_Record excerpts_
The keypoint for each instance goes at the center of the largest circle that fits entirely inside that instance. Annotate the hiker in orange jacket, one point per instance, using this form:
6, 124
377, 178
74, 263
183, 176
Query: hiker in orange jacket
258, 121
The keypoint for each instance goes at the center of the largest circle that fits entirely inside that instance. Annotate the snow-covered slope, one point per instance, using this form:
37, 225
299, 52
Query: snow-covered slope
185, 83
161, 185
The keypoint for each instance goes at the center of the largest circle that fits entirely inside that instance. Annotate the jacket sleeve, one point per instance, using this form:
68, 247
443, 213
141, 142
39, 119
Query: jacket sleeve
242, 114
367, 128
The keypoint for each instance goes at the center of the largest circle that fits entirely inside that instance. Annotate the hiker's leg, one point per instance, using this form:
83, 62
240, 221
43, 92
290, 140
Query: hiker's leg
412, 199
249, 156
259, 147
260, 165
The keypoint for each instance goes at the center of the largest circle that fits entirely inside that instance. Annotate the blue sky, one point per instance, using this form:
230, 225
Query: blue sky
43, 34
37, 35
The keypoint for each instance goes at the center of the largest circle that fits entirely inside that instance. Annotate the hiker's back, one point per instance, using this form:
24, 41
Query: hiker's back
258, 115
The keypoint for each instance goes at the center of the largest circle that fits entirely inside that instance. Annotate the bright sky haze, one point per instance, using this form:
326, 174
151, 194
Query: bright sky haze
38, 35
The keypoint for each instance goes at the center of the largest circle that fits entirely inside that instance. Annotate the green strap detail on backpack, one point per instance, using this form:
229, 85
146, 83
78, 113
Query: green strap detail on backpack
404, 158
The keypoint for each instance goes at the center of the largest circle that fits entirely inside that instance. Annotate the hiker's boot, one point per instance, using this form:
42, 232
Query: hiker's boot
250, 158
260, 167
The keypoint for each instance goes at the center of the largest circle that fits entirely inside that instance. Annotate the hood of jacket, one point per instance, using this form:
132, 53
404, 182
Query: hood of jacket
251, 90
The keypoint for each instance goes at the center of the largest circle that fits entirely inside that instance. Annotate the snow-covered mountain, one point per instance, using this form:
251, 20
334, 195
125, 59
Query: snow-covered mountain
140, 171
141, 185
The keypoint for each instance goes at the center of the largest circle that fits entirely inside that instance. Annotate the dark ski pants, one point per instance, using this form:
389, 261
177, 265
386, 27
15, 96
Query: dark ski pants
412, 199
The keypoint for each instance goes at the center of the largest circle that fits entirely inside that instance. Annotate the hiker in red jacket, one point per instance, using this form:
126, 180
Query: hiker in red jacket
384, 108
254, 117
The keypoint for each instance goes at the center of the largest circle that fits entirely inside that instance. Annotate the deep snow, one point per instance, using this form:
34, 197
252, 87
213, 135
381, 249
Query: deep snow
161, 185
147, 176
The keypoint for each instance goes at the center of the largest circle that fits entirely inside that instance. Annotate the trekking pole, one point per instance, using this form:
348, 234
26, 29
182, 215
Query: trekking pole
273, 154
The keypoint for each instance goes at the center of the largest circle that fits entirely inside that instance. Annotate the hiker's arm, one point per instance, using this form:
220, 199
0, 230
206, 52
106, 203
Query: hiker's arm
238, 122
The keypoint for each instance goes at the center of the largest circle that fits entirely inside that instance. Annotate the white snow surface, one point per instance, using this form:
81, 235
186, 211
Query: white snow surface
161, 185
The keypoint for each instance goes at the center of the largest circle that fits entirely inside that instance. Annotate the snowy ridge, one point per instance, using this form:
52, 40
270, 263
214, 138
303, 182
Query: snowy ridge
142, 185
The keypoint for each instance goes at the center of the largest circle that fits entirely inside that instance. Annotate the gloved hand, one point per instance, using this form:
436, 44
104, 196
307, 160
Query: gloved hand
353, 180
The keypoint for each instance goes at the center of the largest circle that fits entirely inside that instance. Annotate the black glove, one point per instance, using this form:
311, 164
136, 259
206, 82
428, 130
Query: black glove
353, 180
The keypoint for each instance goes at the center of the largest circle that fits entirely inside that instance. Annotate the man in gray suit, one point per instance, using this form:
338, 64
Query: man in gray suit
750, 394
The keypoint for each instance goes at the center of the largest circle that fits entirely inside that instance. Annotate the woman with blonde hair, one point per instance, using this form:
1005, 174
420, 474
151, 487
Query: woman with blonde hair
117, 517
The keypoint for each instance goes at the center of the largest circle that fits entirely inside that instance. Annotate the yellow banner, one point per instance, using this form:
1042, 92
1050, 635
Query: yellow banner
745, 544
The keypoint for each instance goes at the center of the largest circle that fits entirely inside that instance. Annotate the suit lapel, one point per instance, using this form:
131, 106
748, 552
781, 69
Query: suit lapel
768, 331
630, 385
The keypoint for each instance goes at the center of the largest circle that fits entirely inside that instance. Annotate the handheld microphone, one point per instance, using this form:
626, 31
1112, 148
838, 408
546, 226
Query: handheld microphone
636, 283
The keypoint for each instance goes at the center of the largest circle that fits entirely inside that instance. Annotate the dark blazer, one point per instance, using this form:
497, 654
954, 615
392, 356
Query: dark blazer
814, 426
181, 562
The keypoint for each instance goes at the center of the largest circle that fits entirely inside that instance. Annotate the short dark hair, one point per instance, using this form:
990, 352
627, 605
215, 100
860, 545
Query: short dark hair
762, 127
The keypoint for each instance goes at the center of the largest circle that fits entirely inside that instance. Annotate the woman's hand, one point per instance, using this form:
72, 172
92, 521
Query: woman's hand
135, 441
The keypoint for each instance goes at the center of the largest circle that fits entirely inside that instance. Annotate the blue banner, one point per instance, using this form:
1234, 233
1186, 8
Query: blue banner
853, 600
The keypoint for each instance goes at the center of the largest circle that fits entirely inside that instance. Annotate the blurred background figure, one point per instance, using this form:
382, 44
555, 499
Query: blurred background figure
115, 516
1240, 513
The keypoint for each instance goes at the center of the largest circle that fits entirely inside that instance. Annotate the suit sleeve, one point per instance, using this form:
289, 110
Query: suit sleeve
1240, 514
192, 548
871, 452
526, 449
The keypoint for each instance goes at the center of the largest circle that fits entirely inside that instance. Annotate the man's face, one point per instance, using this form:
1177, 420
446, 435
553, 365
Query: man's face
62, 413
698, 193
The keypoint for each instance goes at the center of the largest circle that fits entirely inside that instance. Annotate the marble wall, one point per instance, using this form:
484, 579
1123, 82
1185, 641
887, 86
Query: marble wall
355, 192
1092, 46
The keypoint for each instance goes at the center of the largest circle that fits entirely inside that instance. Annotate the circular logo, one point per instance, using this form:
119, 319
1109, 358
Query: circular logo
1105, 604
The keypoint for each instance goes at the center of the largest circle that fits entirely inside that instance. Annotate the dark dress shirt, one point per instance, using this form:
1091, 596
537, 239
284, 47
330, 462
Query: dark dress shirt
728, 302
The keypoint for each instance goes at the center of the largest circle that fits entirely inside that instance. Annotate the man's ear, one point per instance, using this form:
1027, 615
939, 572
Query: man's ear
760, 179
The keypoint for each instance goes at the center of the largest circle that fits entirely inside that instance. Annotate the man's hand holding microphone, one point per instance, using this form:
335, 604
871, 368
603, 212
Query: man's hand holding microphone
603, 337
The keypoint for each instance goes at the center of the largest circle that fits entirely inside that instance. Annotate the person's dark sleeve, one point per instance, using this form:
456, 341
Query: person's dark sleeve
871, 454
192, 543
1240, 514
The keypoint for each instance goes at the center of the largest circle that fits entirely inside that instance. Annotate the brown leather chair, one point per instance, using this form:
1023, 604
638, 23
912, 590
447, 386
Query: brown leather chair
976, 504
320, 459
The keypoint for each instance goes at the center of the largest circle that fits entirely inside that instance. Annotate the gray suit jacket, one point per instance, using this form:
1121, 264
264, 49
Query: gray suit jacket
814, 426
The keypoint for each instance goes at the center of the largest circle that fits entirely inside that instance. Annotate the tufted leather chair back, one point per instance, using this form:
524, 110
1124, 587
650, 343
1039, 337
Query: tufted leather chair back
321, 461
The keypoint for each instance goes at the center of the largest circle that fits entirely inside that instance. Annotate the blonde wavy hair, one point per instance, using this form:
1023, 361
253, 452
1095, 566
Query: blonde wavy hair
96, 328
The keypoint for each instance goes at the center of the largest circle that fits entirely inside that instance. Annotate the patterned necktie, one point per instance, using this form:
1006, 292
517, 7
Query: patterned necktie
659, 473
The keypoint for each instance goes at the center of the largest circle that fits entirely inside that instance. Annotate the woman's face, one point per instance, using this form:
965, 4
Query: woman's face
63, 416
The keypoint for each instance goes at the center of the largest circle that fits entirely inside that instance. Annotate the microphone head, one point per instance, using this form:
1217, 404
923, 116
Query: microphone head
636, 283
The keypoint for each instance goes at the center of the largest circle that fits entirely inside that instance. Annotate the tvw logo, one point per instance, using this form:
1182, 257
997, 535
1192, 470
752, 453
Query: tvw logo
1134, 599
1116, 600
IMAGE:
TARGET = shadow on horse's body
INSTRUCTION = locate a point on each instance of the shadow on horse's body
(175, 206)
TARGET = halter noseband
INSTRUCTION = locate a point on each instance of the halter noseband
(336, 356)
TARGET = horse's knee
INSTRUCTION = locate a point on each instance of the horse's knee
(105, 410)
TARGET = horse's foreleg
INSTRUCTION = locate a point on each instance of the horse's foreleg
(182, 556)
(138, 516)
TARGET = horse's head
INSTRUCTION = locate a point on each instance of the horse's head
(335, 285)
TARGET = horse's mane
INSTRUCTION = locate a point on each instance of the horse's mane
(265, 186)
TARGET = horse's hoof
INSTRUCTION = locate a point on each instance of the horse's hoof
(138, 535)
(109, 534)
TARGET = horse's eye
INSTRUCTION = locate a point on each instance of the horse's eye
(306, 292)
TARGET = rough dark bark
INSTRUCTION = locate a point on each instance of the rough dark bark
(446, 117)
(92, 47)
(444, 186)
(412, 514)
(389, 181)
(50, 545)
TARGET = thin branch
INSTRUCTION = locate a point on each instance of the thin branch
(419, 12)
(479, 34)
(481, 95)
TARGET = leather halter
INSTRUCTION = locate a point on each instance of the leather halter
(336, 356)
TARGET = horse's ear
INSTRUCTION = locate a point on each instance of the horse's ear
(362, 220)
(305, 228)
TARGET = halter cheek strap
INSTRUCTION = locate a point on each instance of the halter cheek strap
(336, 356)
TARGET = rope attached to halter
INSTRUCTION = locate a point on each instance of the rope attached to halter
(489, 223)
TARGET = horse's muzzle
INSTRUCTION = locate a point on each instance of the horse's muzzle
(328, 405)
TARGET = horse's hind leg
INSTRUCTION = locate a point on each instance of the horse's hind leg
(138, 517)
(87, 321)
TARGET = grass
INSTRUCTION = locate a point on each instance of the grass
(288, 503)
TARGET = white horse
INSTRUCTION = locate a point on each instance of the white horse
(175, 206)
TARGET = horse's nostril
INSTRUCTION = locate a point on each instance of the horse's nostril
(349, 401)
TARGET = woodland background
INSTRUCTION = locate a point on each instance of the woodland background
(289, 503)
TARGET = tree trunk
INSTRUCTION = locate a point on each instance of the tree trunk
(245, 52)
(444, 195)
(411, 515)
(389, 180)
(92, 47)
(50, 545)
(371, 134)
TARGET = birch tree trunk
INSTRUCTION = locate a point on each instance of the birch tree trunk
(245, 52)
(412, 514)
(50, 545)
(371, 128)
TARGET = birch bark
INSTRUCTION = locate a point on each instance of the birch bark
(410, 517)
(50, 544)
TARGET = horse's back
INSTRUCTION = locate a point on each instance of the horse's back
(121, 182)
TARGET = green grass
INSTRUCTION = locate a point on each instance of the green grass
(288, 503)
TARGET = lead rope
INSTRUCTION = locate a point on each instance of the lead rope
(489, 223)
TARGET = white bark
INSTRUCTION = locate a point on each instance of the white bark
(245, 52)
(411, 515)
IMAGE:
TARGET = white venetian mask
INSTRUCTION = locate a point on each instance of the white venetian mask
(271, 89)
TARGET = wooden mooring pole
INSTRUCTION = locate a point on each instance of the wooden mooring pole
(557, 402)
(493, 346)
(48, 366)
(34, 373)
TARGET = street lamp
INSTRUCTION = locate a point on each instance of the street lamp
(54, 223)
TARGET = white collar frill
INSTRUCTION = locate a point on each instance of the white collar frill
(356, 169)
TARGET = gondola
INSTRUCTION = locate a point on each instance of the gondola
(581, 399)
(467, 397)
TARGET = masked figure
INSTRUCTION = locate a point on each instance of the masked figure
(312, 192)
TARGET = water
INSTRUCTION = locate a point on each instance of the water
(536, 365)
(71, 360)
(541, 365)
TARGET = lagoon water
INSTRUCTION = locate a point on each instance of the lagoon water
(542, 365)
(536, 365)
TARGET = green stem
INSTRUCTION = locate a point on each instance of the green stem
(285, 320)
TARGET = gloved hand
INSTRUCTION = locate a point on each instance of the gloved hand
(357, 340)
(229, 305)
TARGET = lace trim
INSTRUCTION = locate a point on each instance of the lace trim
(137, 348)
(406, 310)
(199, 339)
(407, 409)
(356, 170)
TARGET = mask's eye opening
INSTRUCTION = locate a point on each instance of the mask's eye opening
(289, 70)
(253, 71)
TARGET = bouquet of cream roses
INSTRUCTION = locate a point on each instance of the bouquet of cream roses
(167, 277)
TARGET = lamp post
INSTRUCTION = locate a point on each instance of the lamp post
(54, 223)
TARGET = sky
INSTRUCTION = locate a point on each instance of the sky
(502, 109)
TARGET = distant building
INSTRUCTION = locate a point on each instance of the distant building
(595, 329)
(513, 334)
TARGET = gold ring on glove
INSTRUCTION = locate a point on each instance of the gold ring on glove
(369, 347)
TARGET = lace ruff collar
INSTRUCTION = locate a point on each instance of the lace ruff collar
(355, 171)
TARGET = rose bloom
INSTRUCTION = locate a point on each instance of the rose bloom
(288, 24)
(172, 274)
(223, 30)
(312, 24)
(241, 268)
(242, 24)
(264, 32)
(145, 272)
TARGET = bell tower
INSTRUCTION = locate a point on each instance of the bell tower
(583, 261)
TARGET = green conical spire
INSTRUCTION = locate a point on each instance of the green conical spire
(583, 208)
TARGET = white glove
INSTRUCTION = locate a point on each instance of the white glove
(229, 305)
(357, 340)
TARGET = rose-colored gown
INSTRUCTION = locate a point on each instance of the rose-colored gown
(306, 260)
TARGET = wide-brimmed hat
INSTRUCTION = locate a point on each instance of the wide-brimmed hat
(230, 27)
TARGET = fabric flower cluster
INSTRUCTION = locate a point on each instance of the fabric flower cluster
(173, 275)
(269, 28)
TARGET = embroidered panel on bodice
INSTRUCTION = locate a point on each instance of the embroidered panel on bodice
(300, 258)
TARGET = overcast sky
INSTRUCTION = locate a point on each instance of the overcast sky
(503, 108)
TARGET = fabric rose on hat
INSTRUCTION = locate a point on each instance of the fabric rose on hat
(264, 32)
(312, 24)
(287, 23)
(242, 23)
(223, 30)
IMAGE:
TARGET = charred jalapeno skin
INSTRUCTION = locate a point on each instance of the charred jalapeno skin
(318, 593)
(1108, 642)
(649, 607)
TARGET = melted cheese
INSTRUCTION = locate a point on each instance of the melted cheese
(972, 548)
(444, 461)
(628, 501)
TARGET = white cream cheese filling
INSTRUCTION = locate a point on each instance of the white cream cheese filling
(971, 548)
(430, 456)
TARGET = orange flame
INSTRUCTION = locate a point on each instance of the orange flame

_What to produce_
Rewrite the records between the lines holding "Annotate the tufted" and "Query: tufted leather chair back", inclusive, swapping "leather" for "velvet" and leaving everything else unchanged.

_The completed task_
The keypoint for each instance goes at the center of the largest circle that fits entirely inside that instance. Annotate the tufted velvet chair back, one point per instance, using this form:
524, 110
1124, 587
650, 343
1039, 337
Query: tufted velvet chair back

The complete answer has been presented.